Given instruction:
Please print the records below verbatim, leaving out the pictures.

# start of Data excerpts

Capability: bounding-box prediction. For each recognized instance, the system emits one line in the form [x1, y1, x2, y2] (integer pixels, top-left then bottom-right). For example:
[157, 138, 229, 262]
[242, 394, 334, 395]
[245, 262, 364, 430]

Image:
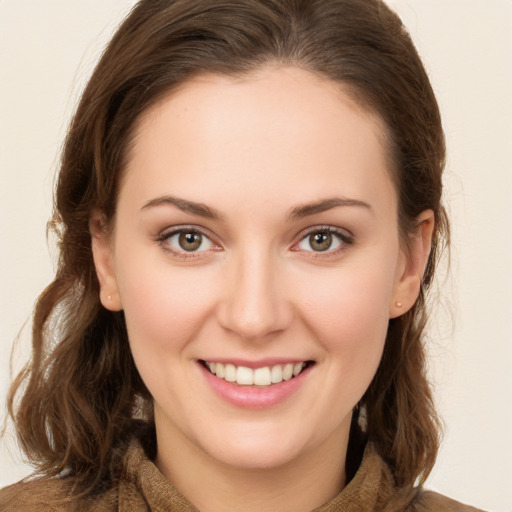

# end of Data excerpts

Answer to this task:
Capability: bounding-box prediction. For each recognized instance, the system emits one line in the form [x1, y1, x2, y2] (integer pixels, top-left then bottom-right). For example:
[157, 138, 229, 262]
[242, 394, 334, 395]
[245, 262, 364, 430]

Image:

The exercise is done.